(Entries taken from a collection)
--- START ---

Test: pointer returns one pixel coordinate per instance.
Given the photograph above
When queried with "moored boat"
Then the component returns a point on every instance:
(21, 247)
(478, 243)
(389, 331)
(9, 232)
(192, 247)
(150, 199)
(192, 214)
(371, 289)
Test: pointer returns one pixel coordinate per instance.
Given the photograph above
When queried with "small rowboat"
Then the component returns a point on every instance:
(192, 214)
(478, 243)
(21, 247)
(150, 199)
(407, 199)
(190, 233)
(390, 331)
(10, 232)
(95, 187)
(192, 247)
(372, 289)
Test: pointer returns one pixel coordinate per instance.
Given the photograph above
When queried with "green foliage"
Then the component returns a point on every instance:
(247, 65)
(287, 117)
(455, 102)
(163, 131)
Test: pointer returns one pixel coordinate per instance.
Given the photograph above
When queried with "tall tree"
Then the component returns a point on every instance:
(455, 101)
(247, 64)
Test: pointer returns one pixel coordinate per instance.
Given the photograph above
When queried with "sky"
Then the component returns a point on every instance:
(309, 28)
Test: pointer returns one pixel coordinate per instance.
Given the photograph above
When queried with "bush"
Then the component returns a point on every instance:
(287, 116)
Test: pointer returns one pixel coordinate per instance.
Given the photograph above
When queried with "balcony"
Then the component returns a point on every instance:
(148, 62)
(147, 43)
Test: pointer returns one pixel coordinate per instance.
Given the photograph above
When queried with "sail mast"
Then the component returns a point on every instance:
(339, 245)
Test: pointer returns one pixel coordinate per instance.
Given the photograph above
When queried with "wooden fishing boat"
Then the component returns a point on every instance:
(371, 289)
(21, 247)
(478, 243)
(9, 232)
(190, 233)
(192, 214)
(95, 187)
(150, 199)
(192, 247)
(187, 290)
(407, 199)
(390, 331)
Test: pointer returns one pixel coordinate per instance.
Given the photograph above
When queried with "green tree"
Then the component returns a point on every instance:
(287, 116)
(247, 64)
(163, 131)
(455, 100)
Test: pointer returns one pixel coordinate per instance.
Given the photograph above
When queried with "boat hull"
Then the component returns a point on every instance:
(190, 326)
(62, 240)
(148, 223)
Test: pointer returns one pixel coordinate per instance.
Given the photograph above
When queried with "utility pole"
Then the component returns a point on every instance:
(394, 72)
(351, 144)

--- END ---
--- START ---

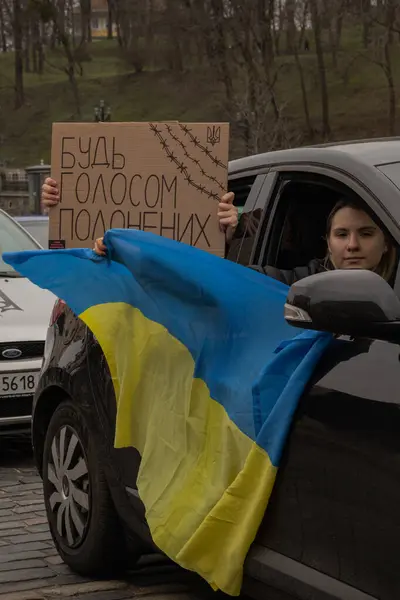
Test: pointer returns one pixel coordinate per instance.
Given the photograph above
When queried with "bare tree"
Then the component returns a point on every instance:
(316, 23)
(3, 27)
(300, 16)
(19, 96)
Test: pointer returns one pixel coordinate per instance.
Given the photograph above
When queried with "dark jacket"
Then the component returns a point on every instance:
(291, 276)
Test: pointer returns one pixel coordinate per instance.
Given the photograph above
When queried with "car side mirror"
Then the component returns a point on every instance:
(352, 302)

--- END ---

Problem requirements: Check each line of the entries above, and show every one holding the word "tree".

Output for this task:
When queried with "tall tree"
When queried with "green tree"
When queried with "bare tree"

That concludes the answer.